## TASK
The answer is a stretch of the material below, returned exactly: the line containing "Reviewer check: make sure each instance of the white foam", the line containing "Reviewer check: make sure each instance of the residential", and all lines between.

## EXERCISE DATA
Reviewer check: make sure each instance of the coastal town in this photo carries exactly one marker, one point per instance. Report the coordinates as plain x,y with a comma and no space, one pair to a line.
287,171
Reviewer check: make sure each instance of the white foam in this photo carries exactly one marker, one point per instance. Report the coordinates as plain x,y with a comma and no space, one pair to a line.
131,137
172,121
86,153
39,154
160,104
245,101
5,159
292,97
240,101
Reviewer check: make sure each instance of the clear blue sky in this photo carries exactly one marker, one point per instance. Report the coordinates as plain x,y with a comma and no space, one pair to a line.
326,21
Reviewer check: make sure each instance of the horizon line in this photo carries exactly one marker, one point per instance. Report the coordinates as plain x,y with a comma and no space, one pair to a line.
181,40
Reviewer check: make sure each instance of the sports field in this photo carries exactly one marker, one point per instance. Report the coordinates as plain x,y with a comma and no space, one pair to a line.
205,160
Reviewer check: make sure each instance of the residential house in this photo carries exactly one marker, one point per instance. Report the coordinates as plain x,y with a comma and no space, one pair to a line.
---
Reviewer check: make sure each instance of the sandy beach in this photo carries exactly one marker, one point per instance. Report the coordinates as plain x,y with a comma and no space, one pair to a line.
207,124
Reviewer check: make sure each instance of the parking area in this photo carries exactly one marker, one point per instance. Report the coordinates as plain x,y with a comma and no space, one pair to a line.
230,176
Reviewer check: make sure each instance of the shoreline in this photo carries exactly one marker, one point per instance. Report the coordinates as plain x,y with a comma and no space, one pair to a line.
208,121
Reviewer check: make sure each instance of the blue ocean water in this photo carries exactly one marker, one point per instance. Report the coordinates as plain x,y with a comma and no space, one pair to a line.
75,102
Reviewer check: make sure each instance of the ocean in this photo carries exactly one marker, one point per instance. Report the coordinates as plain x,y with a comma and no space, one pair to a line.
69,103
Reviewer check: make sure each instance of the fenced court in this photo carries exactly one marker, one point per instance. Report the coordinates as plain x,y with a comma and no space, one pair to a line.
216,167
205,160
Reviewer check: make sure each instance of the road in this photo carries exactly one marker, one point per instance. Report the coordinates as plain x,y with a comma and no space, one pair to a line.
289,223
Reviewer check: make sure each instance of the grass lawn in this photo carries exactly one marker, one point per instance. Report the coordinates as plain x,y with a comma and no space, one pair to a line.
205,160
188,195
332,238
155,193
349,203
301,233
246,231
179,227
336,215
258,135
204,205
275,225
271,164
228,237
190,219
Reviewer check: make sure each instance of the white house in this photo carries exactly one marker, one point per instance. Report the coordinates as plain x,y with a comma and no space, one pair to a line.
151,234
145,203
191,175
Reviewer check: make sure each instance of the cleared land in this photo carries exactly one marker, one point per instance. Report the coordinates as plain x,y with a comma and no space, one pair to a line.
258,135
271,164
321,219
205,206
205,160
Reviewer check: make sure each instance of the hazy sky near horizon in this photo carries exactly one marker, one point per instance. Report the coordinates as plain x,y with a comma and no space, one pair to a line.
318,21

## YOUR RESPONSE
Reviewer check: make sure each instance of the white foam in this photo carries exactly one marker, one point per instance. Report the coordinates as plain x,y with a comma and no space, one pair to a line.
131,137
172,121
86,153
39,154
160,104
245,101
5,159
292,97
240,101
Reviewer check: make sure each instance of the clear blue sky in this photo carries exactly one marker, one point per instance. Report the coordinates as plain x,y with a comma and no space, one pair to a line.
326,21
Reviewer check: make sure each instance of the horizon line in this photo carries exactly one marker, one point per instance. Report the coordinates as plain x,y with a comma and no space, one pair to a line.
181,40
Reviewer check: make sure each instance of the sports field in this photo carries exactly one marker, one point per instance. Report the coordinates as plain x,y with a comma and no space, one pair to a line.
205,160
Reviewer check: make sure each instance of the residential house in this photo carries exactly one marker, one point per instance. Report the coordinates as plain x,y with a comma and no space, one pair to a line.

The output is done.